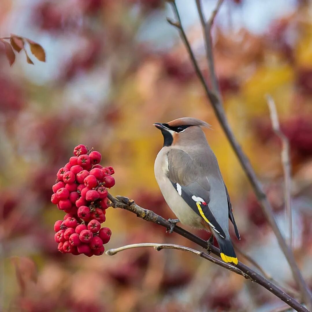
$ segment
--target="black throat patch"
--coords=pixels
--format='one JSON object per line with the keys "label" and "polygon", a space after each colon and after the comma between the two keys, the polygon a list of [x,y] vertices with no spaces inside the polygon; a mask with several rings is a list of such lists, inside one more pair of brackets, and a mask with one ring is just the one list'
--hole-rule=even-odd
{"label": "black throat patch", "polygon": [[164,130],[162,130],[161,133],[163,136],[163,146],[170,146],[173,141],[173,138],[171,134]]}

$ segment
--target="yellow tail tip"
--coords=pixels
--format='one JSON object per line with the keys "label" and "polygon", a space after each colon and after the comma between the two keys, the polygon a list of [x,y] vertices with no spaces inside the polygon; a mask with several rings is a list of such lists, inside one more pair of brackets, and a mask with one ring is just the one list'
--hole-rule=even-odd
{"label": "yellow tail tip", "polygon": [[232,262],[234,264],[237,264],[238,263],[238,260],[237,258],[227,256],[223,252],[220,253],[220,256],[221,256],[221,258],[224,262]]}

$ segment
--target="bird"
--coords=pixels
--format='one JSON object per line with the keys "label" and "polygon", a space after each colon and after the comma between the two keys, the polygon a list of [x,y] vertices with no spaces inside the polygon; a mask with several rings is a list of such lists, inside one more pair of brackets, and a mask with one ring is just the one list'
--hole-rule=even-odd
{"label": "bird", "polygon": [[239,233],[218,161],[202,129],[211,126],[190,117],[153,125],[163,137],[163,145],[155,160],[155,177],[165,200],[178,218],[169,220],[170,232],[178,222],[210,232],[208,245],[214,236],[222,259],[237,264],[229,219],[239,240]]}

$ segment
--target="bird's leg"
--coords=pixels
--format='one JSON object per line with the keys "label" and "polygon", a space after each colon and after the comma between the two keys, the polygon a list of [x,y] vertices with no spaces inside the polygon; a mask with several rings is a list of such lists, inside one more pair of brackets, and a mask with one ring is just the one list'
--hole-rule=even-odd
{"label": "bird's leg", "polygon": [[213,235],[211,234],[211,236],[210,238],[207,241],[207,243],[208,244],[208,248],[207,248],[207,251],[208,254],[209,255],[211,252],[211,249],[210,249],[210,246],[212,246],[213,244]]}
{"label": "bird's leg", "polygon": [[170,228],[167,229],[167,232],[169,230],[169,233],[171,234],[173,232],[177,223],[180,222],[180,220],[178,219],[168,219],[168,222],[170,223]]}

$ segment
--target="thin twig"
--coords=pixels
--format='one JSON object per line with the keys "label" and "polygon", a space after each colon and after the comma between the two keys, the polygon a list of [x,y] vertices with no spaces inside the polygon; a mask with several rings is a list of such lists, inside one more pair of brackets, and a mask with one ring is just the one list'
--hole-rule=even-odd
{"label": "thin twig", "polygon": [[109,256],[113,256],[116,254],[117,252],[122,251],[123,250],[130,249],[131,248],[137,248],[138,247],[153,247],[158,251],[159,251],[162,249],[177,249],[178,250],[182,250],[183,251],[191,252],[192,253],[197,255],[197,256],[201,257],[207,260],[209,260],[211,262],[215,263],[220,266],[222,266],[223,268],[232,271],[239,275],[245,277],[247,278],[250,278],[249,276],[246,275],[244,274],[239,269],[228,264],[223,261],[221,261],[217,259],[216,259],[216,258],[212,257],[211,256],[209,256],[205,252],[199,251],[198,250],[195,250],[191,248],[186,247],[184,246],[181,246],[180,245],[176,245],[174,244],[157,244],[155,243],[142,243],[140,244],[133,244],[131,245],[123,246],[118,248],[109,249],[105,252],[105,253]]}
{"label": "thin twig", "polygon": [[[114,208],[119,208],[124,209],[135,213],[137,217],[146,221],[159,224],[166,228],[170,228],[171,224],[167,220],[155,213],[151,210],[144,209],[140,207],[137,205],[133,199],[129,199],[127,197],[121,196],[114,197],[109,194],[108,197],[112,202],[112,207]],[[212,245],[208,246],[207,241],[198,236],[177,226],[173,229],[173,231],[205,249],[207,249],[209,247],[209,251],[211,251],[212,253],[218,257],[220,257],[220,250],[218,248]],[[206,256],[204,255],[207,254],[204,252],[203,252],[202,254],[203,255],[201,256],[205,257]],[[213,259],[216,260],[214,258],[213,258]],[[233,266],[241,270],[244,273],[245,275],[244,276],[245,277],[248,278],[247,277],[248,277],[251,280],[267,289],[296,311],[300,312],[309,312],[308,310],[280,289],[271,281],[268,280],[241,262],[239,261],[237,265],[234,265]]]}
{"label": "thin twig", "polygon": [[[304,299],[305,302],[308,306],[312,309],[312,296],[311,293],[298,267],[294,254],[284,239],[277,225],[273,213],[272,206],[268,199],[261,183],[256,175],[249,159],[243,151],[241,147],[234,136],[229,124],[223,109],[221,97],[216,95],[212,91],[205,81],[188,42],[185,31],[182,26],[181,18],[175,2],[173,1],[171,3],[172,3],[173,12],[178,22],[179,27],[177,28],[179,30],[180,36],[185,45],[190,57],[193,63],[196,74],[202,85],[207,97],[211,103],[220,125],[252,186],[258,201],[261,205],[263,212],[276,236],[279,245],[289,264],[293,276],[300,290],[300,292]],[[205,40],[208,41],[209,38],[205,38]],[[212,60],[210,60],[209,61],[211,62]]]}
{"label": "thin twig", "polygon": [[238,247],[237,244],[233,243],[233,245],[235,247],[235,250],[237,251],[238,253],[240,254],[248,262],[251,263],[256,268],[267,280],[271,280],[279,287],[285,290],[285,291],[287,291],[294,298],[300,298],[300,294],[295,289],[288,285],[282,285],[275,280],[269,274],[266,272],[255,260]]}
{"label": "thin twig", "polygon": [[207,60],[209,67],[209,76],[210,81],[211,82],[212,90],[219,97],[220,96],[220,91],[218,79],[215,71],[214,61],[213,60],[213,54],[212,53],[212,39],[211,37],[211,27],[213,24],[216,16],[221,7],[223,0],[218,0],[216,7],[212,11],[209,21],[207,23],[205,22],[203,12],[202,9],[201,0],[195,0],[195,1],[202,27],[206,39],[205,40],[205,42],[206,45]]}
{"label": "thin twig", "polygon": [[290,308],[288,305],[285,305],[271,310],[270,312],[287,312],[287,311],[290,311],[291,310],[291,308]]}
{"label": "thin twig", "polygon": [[266,95],[266,101],[270,111],[270,117],[272,122],[272,127],[275,134],[280,139],[282,142],[281,158],[283,164],[284,173],[284,194],[285,206],[286,208],[286,214],[288,224],[289,235],[288,245],[290,248],[292,247],[292,218],[291,214],[291,169],[290,161],[290,151],[289,141],[287,137],[283,133],[280,126],[276,106],[274,100],[269,95]]}

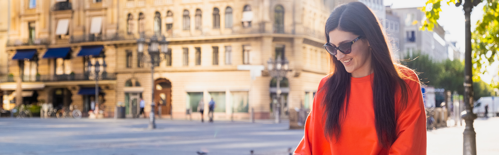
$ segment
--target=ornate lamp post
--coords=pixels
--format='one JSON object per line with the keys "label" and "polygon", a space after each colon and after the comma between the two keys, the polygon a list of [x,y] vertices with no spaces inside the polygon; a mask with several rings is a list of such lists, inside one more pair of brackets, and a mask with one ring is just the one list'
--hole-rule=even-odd
{"label": "ornate lamp post", "polygon": [[[146,43],[146,39],[141,38],[137,40],[137,51],[139,53],[144,53],[144,45]],[[158,40],[158,37],[154,35],[151,37],[149,42],[149,47],[147,48],[148,53],[149,54],[149,59],[143,57],[143,61],[144,62],[149,61],[151,63],[151,112],[149,113],[149,124],[148,128],[149,129],[156,129],[155,118],[154,118],[154,67],[157,64],[159,64],[161,61],[160,57],[160,52],[166,54],[168,51],[168,43],[166,41],[166,38],[162,36],[161,40]],[[160,50],[161,48],[161,51]]]}
{"label": "ornate lamp post", "polygon": [[[280,123],[280,81],[282,80],[282,78],[285,77],[288,72],[291,70],[288,70],[288,62],[287,59],[284,58],[283,61],[281,60],[280,57],[278,57],[274,62],[272,58],[268,59],[267,61],[267,69],[268,70],[268,74],[270,77],[275,78],[277,80],[276,97],[277,103],[274,106],[274,113],[275,116],[275,123]],[[275,66],[275,68],[274,67]]]}
{"label": "ornate lamp post", "polygon": [[[456,6],[459,7],[463,0],[459,0],[456,3]],[[472,64],[471,58],[471,11],[474,6],[477,6],[482,2],[482,0],[464,0],[463,9],[465,11],[465,108],[466,114],[463,115],[463,119],[466,122],[466,127],[463,133],[463,154],[465,155],[477,155],[477,133],[473,128],[474,120],[477,118],[477,114],[473,113],[473,81]]]}
{"label": "ornate lamp post", "polygon": [[100,72],[100,64],[99,64],[99,61],[95,60],[95,65],[94,65],[95,69],[95,116],[97,118],[99,114],[99,73]]}
{"label": "ornate lamp post", "polygon": [[[106,63],[104,63],[104,65],[105,66]],[[90,76],[90,73],[92,73],[92,66],[93,66],[94,68],[94,74],[95,76],[95,97],[94,98],[94,102],[95,102],[95,109],[94,109],[94,113],[95,113],[96,118],[97,116],[97,115],[99,114],[99,73],[100,72],[100,64],[99,64],[99,61],[95,60],[95,65],[92,65],[92,63],[89,61],[88,68],[88,77]],[[104,70],[105,70],[105,67],[104,67]]]}

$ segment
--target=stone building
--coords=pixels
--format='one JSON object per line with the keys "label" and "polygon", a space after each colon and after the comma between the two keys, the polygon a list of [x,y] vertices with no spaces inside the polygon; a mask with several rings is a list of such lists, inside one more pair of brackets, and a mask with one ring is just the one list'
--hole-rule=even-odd
{"label": "stone building", "polygon": [[[251,109],[256,119],[269,119],[275,82],[266,69],[251,80],[250,71],[238,66],[266,66],[280,57],[292,70],[281,82],[286,117],[295,108],[309,108],[328,72],[329,55],[322,45],[333,6],[322,0],[10,0],[1,51],[9,75],[0,89],[10,108],[45,102],[76,105],[85,113],[95,93],[92,65],[98,62],[99,102],[106,116],[117,105],[126,107],[127,117],[136,116],[141,97],[150,111],[154,83],[163,117],[184,119],[190,109],[199,119],[199,101],[208,109],[213,98],[215,119],[249,119]],[[153,81],[143,59],[148,54],[138,53],[137,39],[155,35],[170,44]]]}
{"label": "stone building", "polygon": [[403,59],[408,55],[412,57],[416,52],[428,55],[436,61],[449,58],[448,43],[445,39],[445,30],[440,24],[436,25],[433,31],[421,31],[421,21],[425,17],[425,14],[418,8],[386,7],[386,10],[400,19],[398,38],[403,39],[400,40],[400,50],[396,53],[398,58]]}
{"label": "stone building", "polygon": [[[7,58],[6,53],[4,52],[5,43],[7,42],[7,31],[8,30],[7,24],[8,19],[7,17],[9,9],[8,6],[8,1],[7,0],[0,0],[0,81],[4,80],[3,78],[6,77]],[[0,91],[0,109],[3,106],[3,94]]]}

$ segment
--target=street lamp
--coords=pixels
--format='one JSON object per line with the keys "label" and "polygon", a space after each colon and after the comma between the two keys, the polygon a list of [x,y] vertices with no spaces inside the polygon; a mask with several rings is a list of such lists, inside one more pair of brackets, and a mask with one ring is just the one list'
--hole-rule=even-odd
{"label": "street lamp", "polygon": [[[459,0],[456,3],[456,6],[461,5],[463,0]],[[473,1],[473,2],[472,1]],[[482,2],[482,0],[464,0],[463,10],[465,11],[465,108],[466,114],[462,117],[466,122],[466,127],[463,133],[463,154],[477,155],[477,133],[473,128],[474,120],[477,118],[477,114],[473,113],[473,81],[472,64],[471,57],[471,11],[474,6],[477,6]]]}
{"label": "street lamp", "polygon": [[[137,51],[140,54],[144,53],[144,46],[146,43],[146,39],[144,38],[141,37],[137,40]],[[149,40],[149,47],[147,48],[150,59],[148,59],[145,57],[143,57],[143,61],[149,61],[151,63],[151,88],[152,91],[151,94],[151,112],[149,113],[149,124],[148,127],[149,129],[156,129],[155,118],[154,118],[154,67],[157,64],[159,64],[161,61],[162,59],[159,56],[160,53],[166,54],[168,52],[168,44],[169,42],[166,41],[166,38],[165,36],[162,36],[161,40],[158,41],[157,36],[152,36]],[[161,48],[161,50],[160,50],[160,48]]]}
{"label": "street lamp", "polygon": [[[269,58],[267,61],[267,70],[268,71],[268,74],[273,78],[275,78],[277,80],[276,90],[275,94],[277,98],[277,103],[274,106],[274,113],[275,115],[275,123],[280,123],[280,81],[282,78],[286,77],[288,72],[291,71],[288,70],[288,62],[285,58],[284,60],[281,60],[280,57],[277,57],[277,60],[274,62],[272,58]],[[274,68],[274,67],[275,67]]]}
{"label": "street lamp", "polygon": [[100,64],[99,64],[99,60],[95,59],[95,117],[99,115],[99,72],[100,72]]}

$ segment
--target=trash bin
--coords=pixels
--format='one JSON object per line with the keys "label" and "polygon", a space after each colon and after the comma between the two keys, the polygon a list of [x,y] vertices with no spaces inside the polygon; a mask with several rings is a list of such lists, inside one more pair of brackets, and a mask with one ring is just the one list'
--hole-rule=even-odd
{"label": "trash bin", "polygon": [[125,118],[124,107],[116,107],[116,110],[117,110],[116,115],[118,115],[118,118]]}

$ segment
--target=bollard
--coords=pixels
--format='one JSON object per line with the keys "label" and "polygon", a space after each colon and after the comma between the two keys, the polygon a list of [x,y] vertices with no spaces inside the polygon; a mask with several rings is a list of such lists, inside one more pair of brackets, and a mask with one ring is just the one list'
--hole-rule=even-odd
{"label": "bollard", "polygon": [[254,109],[251,107],[251,122],[254,123]]}

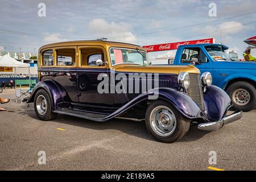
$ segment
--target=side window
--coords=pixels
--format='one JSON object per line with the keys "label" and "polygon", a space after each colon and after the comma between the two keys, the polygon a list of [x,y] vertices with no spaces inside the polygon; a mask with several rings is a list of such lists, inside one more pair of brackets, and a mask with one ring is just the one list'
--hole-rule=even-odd
{"label": "side window", "polygon": [[104,53],[100,48],[82,48],[80,50],[81,66],[96,66],[98,59],[102,60],[105,66]]}
{"label": "side window", "polygon": [[87,57],[87,64],[89,66],[96,66],[96,61],[98,59],[102,60],[102,55],[100,53],[96,54],[96,55],[89,55]]}
{"label": "side window", "polygon": [[189,63],[193,57],[198,58],[200,48],[185,48],[182,51],[181,63]]}
{"label": "side window", "polygon": [[44,66],[53,65],[53,51],[52,50],[46,51],[42,53],[42,65]]}
{"label": "side window", "polygon": [[208,62],[208,60],[207,59],[207,57],[204,54],[204,52],[203,52],[202,49],[200,49],[200,51],[199,52],[199,61],[201,63],[207,63]]}
{"label": "side window", "polygon": [[57,53],[57,65],[73,66],[76,65],[76,49],[58,49]]}

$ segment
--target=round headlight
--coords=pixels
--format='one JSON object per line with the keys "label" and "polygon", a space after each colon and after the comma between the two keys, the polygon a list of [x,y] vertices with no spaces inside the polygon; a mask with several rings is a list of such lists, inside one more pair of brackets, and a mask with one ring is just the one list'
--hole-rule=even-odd
{"label": "round headlight", "polygon": [[212,77],[210,72],[204,72],[201,76],[202,84],[204,85],[210,86],[212,83]]}
{"label": "round headlight", "polygon": [[178,76],[179,85],[184,89],[187,89],[190,85],[189,74],[187,72],[182,72]]}

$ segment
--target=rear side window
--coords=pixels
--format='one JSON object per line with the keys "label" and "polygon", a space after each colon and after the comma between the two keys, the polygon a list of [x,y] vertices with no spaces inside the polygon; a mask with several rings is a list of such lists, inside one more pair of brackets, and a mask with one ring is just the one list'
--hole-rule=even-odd
{"label": "rear side window", "polygon": [[74,66],[76,65],[76,49],[58,49],[57,53],[57,65]]}
{"label": "rear side window", "polygon": [[44,66],[53,65],[53,51],[49,50],[44,51],[43,54],[42,65]]}
{"label": "rear side window", "polygon": [[96,66],[96,61],[98,59],[102,60],[102,55],[101,54],[92,55],[88,56],[88,64],[90,66]]}

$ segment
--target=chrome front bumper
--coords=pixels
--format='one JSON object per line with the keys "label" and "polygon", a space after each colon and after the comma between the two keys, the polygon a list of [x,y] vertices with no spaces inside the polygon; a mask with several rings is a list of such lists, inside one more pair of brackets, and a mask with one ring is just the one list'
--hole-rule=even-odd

====

CHALLENGE :: Pick out every line of the data above that contains the string "window", and copy each one.

TASK RESULT ::
--target=side window
{"label": "side window", "polygon": [[104,53],[100,48],[82,48],[80,50],[81,66],[96,66],[98,59],[102,60],[105,66]]}
{"label": "side window", "polygon": [[87,57],[87,64],[89,66],[96,66],[96,61],[98,59],[102,60],[102,55],[100,53],[96,54],[96,55],[89,55]]}
{"label": "side window", "polygon": [[189,63],[193,57],[198,58],[200,48],[185,48],[182,51],[181,63]]}
{"label": "side window", "polygon": [[44,66],[53,65],[53,51],[52,50],[46,51],[42,53],[42,65]]}
{"label": "side window", "polygon": [[208,62],[208,60],[207,59],[207,57],[204,54],[204,52],[203,52],[202,49],[200,49],[200,51],[199,52],[199,61],[201,63],[207,63]]}
{"label": "side window", "polygon": [[57,53],[57,65],[73,66],[76,65],[76,49],[58,49]]}
--target=rear side window
{"label": "rear side window", "polygon": [[74,66],[76,65],[76,49],[58,49],[57,53],[57,65]]}
{"label": "rear side window", "polygon": [[44,66],[53,65],[53,51],[49,50],[44,51],[43,54],[42,65]]}
{"label": "rear side window", "polygon": [[96,66],[96,61],[98,59],[102,60],[102,55],[101,54],[92,55],[88,56],[88,64],[90,66]]}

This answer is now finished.